#### Working data

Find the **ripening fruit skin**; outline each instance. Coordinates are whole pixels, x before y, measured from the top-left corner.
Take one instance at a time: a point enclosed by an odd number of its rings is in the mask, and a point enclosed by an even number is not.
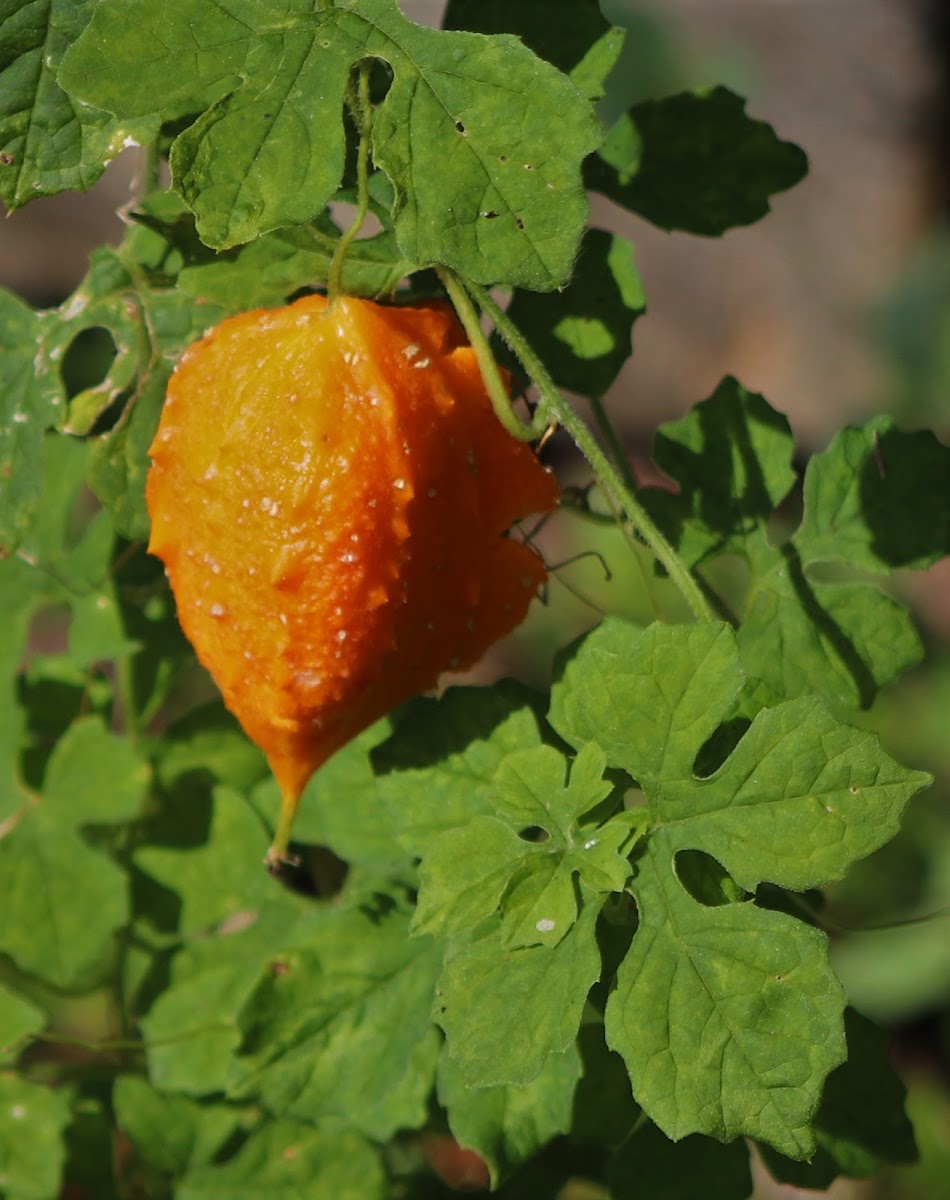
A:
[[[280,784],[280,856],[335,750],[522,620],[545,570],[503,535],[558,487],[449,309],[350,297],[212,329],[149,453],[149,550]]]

########
#### Working data

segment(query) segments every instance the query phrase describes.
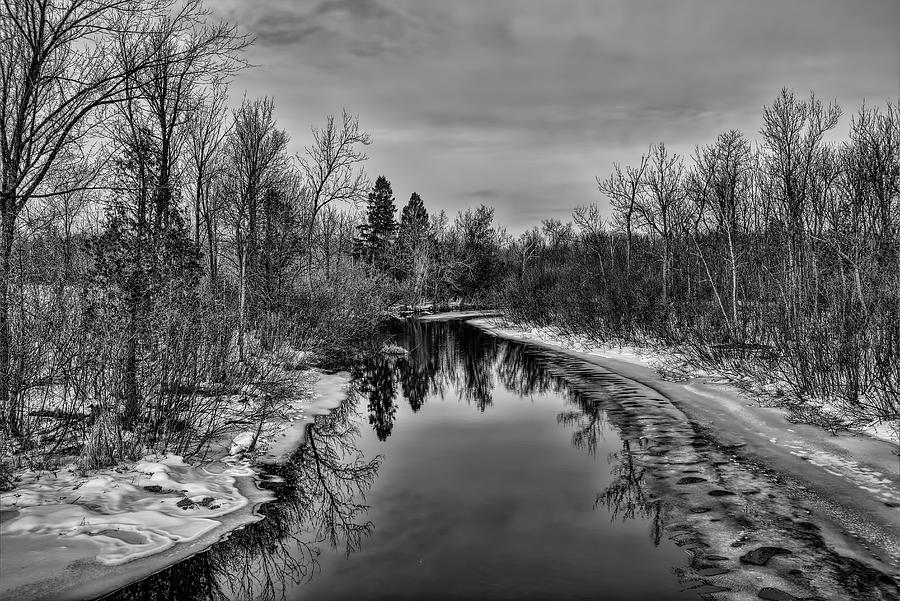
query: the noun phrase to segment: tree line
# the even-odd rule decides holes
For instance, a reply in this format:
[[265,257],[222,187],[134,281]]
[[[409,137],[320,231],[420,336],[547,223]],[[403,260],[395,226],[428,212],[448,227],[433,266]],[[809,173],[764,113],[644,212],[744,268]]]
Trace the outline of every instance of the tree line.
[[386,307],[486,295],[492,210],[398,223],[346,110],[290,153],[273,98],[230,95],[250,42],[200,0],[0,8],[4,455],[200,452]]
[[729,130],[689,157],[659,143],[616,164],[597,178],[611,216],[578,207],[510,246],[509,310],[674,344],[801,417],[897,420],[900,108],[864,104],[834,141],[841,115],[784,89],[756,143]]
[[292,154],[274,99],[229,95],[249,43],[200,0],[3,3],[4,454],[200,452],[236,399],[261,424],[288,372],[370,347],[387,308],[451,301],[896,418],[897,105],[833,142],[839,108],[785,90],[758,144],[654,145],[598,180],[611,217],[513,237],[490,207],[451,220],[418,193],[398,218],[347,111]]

########
#### Working data

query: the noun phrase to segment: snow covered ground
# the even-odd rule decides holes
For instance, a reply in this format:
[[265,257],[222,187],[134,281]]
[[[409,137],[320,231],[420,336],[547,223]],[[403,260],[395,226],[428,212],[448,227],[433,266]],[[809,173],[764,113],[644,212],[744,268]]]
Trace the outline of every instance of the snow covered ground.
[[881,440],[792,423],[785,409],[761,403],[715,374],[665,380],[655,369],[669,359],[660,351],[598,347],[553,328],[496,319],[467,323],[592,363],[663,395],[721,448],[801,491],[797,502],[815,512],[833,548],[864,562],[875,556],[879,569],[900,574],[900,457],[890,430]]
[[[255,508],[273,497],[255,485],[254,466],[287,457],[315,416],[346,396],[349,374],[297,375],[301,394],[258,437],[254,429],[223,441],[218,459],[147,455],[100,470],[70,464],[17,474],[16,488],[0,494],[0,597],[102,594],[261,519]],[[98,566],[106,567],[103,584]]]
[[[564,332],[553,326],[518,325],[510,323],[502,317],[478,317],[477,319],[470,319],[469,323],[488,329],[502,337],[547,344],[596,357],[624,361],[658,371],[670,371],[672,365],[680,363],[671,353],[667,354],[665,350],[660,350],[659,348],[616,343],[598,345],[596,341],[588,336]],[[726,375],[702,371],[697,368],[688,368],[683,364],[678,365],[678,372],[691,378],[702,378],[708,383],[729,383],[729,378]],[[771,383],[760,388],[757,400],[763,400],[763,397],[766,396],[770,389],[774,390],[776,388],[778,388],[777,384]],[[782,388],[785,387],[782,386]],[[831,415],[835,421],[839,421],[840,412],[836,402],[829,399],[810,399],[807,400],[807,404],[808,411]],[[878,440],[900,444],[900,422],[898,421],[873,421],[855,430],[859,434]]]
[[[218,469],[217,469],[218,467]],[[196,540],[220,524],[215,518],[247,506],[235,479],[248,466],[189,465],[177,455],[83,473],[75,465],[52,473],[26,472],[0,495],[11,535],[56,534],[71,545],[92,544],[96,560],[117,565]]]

########

What is required | Copy all lines from the listing that contain "query".

Answer section |
segment(query) segments every instance the query phrase describes.
query: the noun phrase to segment: tree line
query: the noun phrase to segment: snow covered ground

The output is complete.